Comunismo e individualismo – Errico Malatesta

“Ripescando un meraviglioso articolo del mitico Errico Malatesta dove si esprime l’essenza di esser Anarchici al di la’ delle due estreme e antintesi: quella comunista e quella individualista. Scritto nel periodo della passione superuomista degli anni venti , che vedeva il fiorire di  ribelli come Bruno Filippi e Renzo Novatore e Leda Rafanelli.

La bellezza sta’ nella giusta miscela di entrambi tendenze!”

 

Nettlau suppone che la ragione, o almeno una delle ragioni per cui l’anarchismo, dopo tanti anni di propaganda, di lotta, di sacrifizi, non è ancora riuscito a attirare e sollevare le grandi masse sta nel fatto che gli anarchici delle due scuole, comunisti e individualisti, hanno presentato ciascuno la sua teoria economica come unica soluzione del problema sociale, e non sono perciò riusciti a persuadere la gente della realizzabilità delle loro idee.

=== VOCI FORNITE ===
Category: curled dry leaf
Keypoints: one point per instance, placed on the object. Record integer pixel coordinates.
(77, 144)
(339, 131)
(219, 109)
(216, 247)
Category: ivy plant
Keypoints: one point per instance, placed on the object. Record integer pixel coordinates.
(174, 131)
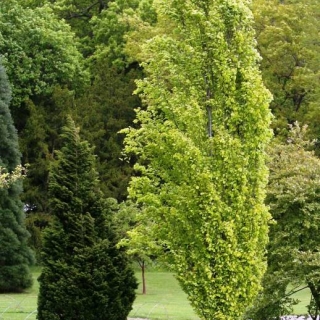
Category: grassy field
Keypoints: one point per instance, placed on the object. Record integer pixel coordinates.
(164, 300)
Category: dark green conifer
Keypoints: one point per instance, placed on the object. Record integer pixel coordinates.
(84, 275)
(15, 256)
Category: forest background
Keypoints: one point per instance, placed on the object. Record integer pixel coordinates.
(79, 58)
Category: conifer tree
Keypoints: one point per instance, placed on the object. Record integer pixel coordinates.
(15, 256)
(84, 275)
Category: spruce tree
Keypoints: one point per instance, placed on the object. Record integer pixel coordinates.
(84, 275)
(15, 256)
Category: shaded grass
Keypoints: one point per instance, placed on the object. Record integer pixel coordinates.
(164, 300)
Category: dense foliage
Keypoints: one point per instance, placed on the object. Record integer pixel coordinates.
(84, 275)
(287, 34)
(15, 256)
(200, 149)
(293, 252)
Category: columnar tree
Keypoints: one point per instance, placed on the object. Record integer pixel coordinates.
(200, 149)
(84, 275)
(15, 256)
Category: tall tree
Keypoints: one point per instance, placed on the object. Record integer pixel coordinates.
(201, 152)
(84, 275)
(15, 256)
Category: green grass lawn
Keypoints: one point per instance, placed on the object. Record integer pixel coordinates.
(164, 300)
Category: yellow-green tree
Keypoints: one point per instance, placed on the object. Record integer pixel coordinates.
(287, 36)
(201, 152)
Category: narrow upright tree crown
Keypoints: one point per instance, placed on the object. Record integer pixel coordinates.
(201, 152)
(84, 277)
(15, 256)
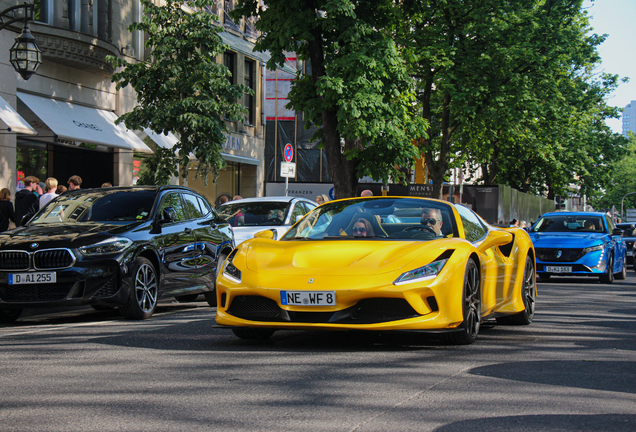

=== OBIETTIVO ===
Nel brano su comunismo e individualismo, in quale periodo viene collocata la stesura dell'articolo di Malatesta? Le voci non hanno alcun legame con il brano.

=== RISPOSTA COMPLETA ===
Nel periodo della passione superuomista degli anni venti.